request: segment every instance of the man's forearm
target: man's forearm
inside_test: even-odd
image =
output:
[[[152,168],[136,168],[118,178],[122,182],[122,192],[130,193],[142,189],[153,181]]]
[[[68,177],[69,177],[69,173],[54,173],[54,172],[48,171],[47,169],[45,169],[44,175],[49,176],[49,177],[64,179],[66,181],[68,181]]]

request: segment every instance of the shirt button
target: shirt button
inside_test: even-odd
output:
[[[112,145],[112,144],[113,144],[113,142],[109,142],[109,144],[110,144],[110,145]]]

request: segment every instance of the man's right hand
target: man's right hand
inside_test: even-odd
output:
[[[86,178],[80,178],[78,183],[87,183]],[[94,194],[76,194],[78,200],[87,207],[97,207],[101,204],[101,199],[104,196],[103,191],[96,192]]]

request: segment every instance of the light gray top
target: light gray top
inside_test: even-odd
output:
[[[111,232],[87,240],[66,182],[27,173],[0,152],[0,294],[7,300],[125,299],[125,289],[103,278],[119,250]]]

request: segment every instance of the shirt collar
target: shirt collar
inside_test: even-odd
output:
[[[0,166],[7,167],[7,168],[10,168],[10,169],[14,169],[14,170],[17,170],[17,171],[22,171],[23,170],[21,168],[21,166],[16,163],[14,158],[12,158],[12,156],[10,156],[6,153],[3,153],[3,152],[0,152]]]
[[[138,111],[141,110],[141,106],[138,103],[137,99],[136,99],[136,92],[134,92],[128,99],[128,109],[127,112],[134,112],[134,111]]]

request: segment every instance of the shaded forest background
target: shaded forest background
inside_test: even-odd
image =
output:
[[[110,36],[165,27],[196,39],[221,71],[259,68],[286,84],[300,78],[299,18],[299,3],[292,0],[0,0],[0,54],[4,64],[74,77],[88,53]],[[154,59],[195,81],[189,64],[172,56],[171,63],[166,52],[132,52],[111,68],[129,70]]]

- **WHAT YOU WILL DO**: Using the listing above, list every line in which the string "forearm" occurs.

- **TASK OUTPUT**:
request: segment every instance of the man's forearm
target: man's forearm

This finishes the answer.